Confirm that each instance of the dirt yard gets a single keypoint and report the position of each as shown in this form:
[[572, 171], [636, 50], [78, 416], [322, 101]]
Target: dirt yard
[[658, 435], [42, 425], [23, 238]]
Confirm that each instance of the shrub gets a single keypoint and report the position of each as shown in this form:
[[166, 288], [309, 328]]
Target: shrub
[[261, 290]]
____________
• _Request_
Can you copy out every one of the items above character for character, leaving nothing out and changing nothing?

• _Task solution_
Confirm that each instance of the dirt yard gets a single keypoint and report the position of each as shown in this form:
[[572, 171], [636, 50], [78, 416], [322, 101]]
Target: dirt yard
[[658, 435], [42, 425], [23, 238]]
Confirm that each instance of the shrub gets a single keypoint and report the position of each as shown in this form:
[[166, 288], [309, 328]]
Target: shrub
[[261, 290]]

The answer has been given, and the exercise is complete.